═════ Text to read

# Moving to Lancaster- livery/farrier/vet/clubs



## Lyssie (5 July 2015)

Apologies if this has been posted before...I am moving to Lancaster in September for University and will be bringing my horse with me sometime in October. I am looking for recommendations of yards close to Lancaster university. I would like somewhere friendly, with as much turn out as possible and a decent surface. I hope to continue to compete but won't have a licence for transport so a yard that hosts competitions and lessons or offers transport would be great. 

I'd also like any recommendations of vets/farrier for an accident prone shoe looser!

It would also be great to know who is good for flat work and showjumping lessons. 

Basically any information about horsey stuff is welcome, I am totally new to the area and have no contacts!

Thanks in advance,
Lyssie x


----------



## abb123 (6 July 2015)

Good luck!

It's not great for horses up there to be honest. I moved up there and then moved back down to Cheshire as it was so rubbish and commute up to the University a few times a week.

There is very very little turn out - virtually none existent in winter as it is so wet and most places only do day turn out all year round. There are not many livery centres although I think north of the city is better but it is hard to get over as traffic to get over the river is always busy. It is also relatively expensive (compared to my area anyway!) and will probably be a minimum of around £40 - £50 a week for basic DIY. There isn't much hacking either! The best place to find livery is to post on some of the message boards and on the facebook area site.

They do do great hay up there though! Best I have ever seen and the only thing I miss!

The best place for competitions is Myerscough but it is ~ 30 mins or so away from the University down the A6. They do do livery there but I have no idea what it is like.

Maybe I just had bad luck finding somewhere up there though and you may find it much better.


----------



## Floxie (8 July 2015)

Sent you a PM with some info


----------



## Lyssie (8 July 2015)

Thanks for the information! I will look forward to the hay! Any specific yards to try?


----------



## Passionflower (2 September 2015)

Hi Lyssie, im in Lancaster! How far do you want to travel for livery? PM me and il give you as much info as possible! X


----------



## Toast (6 September 2015)

Im in Lancaster, yards are pretty sparse especially near the uni. I live over the other side of Lancaster though and can recommend a couple there! It depends how far you want to travel. My farrier is excellent, his name is James Newhouse. He's on facebook or if you want his telephone number feel free to pm me.


----------



## Frecklescharm (20 August 2016)

Hiya,

I realise this is an old thread but I'm in the same situation moving to Lancaster for uni in October and need somewhere for my pony. Could anyone help? I don't drive currently so need as close to the uni as possible! 

Thank you!


----------

══════════

* [Directions for this task] In the Lancaster livery thread, please name the farrier one reply calls excellent. The entries have nothing to do with the Lancaster livery thread.

═════ Listed entries

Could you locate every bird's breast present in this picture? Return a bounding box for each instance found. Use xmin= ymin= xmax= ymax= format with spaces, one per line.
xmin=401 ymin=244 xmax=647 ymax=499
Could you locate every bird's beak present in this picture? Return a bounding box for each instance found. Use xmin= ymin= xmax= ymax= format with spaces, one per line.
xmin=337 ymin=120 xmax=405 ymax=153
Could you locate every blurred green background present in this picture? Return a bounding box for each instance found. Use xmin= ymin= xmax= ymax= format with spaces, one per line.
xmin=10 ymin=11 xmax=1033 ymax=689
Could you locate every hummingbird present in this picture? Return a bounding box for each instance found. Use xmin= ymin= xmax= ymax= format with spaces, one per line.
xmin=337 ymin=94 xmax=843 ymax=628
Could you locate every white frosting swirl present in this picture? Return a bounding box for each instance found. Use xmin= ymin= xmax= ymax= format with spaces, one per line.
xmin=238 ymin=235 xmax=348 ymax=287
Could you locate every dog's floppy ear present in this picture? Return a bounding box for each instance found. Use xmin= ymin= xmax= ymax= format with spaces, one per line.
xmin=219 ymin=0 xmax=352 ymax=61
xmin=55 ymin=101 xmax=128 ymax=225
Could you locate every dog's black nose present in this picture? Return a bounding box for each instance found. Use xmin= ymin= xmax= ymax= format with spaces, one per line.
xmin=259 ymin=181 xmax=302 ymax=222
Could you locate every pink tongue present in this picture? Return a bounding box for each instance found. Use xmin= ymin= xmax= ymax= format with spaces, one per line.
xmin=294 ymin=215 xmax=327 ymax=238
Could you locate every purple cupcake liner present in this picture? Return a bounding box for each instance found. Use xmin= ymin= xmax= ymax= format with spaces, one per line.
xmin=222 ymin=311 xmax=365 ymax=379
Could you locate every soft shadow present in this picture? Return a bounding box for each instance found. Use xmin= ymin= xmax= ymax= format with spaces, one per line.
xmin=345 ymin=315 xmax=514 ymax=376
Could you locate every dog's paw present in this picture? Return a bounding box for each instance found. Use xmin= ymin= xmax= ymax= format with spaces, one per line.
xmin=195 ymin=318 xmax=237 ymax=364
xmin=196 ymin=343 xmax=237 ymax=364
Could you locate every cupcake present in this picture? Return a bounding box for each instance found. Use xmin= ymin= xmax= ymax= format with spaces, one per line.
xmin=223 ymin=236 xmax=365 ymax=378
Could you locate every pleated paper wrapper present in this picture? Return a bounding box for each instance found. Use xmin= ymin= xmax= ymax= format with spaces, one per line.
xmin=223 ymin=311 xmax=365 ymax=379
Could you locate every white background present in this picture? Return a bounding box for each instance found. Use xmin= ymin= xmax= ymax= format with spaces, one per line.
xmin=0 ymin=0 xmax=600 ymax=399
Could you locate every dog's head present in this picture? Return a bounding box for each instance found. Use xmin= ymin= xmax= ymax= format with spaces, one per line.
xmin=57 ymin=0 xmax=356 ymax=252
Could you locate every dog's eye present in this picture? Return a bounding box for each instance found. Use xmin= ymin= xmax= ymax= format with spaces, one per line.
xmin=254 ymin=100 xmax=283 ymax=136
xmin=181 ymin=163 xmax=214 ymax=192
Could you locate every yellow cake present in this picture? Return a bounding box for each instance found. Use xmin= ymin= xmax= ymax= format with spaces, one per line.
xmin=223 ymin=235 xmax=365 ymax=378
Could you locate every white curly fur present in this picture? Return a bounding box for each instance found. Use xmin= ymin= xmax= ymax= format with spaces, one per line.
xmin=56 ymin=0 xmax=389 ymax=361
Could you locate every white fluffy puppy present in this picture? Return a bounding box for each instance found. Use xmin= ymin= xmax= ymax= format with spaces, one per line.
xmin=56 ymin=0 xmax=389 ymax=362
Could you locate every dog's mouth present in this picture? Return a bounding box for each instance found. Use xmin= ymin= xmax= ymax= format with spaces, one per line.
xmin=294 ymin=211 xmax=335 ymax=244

══════════
═════ Listed entries

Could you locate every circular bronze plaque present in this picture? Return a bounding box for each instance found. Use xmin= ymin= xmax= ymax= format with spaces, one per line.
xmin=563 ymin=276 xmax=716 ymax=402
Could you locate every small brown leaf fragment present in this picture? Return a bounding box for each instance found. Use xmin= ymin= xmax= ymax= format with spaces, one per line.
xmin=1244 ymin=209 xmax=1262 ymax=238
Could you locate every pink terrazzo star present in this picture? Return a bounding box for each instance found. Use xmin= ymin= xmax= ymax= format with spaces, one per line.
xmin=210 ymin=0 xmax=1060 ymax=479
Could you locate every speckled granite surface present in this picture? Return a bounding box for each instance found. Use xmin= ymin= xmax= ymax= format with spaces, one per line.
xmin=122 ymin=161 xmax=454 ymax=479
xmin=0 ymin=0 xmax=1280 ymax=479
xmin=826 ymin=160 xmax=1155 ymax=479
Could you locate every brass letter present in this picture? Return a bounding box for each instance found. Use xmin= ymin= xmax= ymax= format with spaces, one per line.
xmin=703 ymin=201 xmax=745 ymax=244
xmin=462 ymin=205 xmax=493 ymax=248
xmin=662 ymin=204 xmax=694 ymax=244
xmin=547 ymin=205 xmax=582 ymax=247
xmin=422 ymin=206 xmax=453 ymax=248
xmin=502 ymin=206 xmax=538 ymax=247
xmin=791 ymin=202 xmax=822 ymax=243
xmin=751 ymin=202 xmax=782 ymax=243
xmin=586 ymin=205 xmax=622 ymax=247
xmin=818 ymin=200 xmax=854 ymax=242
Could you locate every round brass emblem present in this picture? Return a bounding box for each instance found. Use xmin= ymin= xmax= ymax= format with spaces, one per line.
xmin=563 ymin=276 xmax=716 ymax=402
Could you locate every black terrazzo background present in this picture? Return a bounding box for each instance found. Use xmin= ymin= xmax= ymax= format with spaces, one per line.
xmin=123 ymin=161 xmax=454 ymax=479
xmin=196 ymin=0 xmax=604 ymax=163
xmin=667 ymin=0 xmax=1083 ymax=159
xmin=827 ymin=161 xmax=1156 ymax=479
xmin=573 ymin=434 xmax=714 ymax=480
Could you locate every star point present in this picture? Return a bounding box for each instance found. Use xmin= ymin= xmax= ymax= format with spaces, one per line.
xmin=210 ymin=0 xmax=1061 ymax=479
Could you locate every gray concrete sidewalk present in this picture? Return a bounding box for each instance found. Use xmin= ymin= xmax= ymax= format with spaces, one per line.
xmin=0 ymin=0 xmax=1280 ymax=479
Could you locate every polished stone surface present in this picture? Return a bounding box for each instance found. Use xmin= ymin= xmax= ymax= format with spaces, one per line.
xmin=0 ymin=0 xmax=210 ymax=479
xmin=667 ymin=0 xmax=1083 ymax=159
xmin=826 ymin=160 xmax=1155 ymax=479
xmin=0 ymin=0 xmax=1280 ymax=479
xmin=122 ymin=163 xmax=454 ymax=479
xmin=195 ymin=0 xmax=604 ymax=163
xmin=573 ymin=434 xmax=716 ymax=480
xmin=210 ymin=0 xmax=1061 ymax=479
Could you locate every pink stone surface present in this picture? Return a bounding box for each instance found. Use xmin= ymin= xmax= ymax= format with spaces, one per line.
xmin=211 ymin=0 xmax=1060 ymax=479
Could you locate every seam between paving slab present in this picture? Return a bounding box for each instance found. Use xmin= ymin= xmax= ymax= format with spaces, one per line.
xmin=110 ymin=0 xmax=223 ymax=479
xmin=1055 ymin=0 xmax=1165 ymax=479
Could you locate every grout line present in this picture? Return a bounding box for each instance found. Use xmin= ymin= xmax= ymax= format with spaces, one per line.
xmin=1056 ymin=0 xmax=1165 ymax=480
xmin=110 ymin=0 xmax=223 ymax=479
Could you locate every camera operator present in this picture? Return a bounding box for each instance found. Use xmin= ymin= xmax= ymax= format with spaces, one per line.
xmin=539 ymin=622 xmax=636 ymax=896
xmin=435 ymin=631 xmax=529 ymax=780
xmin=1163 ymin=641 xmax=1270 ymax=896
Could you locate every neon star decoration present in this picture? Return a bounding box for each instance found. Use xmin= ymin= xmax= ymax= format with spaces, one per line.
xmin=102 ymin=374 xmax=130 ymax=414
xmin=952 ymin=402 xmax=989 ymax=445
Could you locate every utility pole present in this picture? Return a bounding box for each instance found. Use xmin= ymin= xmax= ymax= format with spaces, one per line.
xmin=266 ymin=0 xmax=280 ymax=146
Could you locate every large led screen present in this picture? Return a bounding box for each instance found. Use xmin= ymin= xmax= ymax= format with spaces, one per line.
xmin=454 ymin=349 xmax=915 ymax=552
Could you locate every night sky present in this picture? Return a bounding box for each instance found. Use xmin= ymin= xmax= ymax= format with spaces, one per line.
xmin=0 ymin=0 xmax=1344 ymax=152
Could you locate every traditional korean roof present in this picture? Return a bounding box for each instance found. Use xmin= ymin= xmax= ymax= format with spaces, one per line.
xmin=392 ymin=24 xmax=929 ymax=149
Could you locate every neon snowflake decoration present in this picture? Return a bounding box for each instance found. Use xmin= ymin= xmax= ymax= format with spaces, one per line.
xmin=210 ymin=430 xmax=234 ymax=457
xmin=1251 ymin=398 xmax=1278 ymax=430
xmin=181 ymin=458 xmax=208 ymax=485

══════════
═════ Listed entries

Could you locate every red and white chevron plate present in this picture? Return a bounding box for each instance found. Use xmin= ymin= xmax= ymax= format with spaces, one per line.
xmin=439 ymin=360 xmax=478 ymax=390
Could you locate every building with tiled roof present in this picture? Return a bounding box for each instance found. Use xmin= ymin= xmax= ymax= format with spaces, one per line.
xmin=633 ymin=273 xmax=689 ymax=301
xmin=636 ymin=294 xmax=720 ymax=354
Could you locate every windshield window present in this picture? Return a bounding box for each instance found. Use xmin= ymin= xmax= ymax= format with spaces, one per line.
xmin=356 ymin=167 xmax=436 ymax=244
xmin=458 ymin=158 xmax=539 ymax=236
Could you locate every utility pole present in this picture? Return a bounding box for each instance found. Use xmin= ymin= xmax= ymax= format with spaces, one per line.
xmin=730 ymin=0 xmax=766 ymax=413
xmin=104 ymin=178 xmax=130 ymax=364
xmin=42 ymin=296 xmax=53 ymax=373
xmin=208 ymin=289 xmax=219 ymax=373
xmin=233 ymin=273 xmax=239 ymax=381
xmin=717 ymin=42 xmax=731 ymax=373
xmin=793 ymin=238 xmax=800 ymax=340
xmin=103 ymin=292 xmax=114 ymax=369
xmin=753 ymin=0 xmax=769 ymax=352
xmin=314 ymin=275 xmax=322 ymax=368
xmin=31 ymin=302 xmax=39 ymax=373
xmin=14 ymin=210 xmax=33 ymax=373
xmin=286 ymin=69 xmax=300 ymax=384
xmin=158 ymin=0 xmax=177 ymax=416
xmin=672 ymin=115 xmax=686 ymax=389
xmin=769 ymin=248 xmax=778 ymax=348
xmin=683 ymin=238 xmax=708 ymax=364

══════════

* [Solution to this task] James Newhouse